YOUR TASK
From the first line to the last, retype everything below exactly, minus the pictures.

DATA FOR PROCESSING
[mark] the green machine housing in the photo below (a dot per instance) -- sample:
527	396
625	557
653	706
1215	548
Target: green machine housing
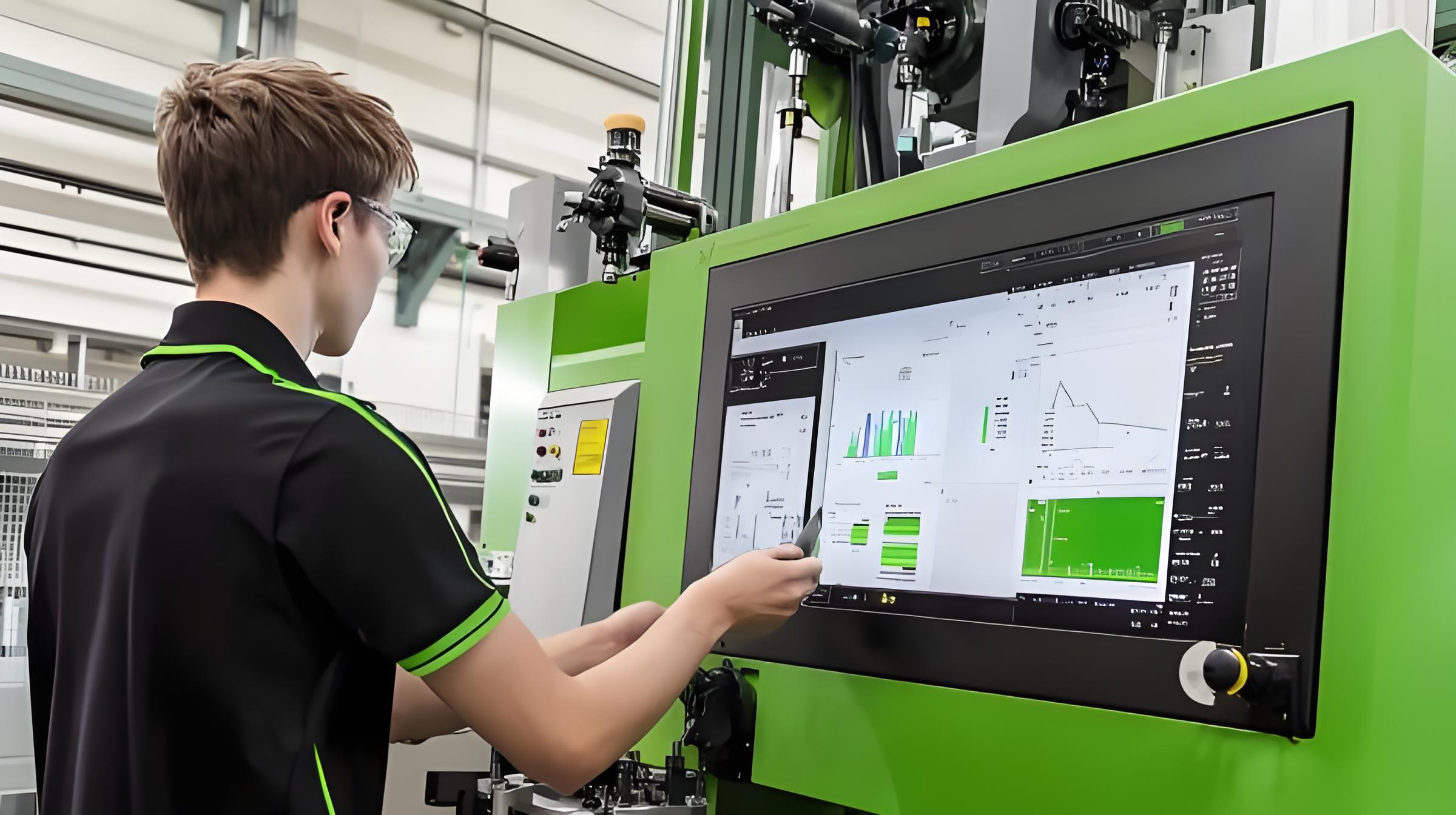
1382	603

SOLUTION TO THIS PROBLEM
[mark] the green machine housing in the photo below (a dot per instance) -- sample:
527	396
625	557
653	706
1215	548
Target: green machine housing
1382	603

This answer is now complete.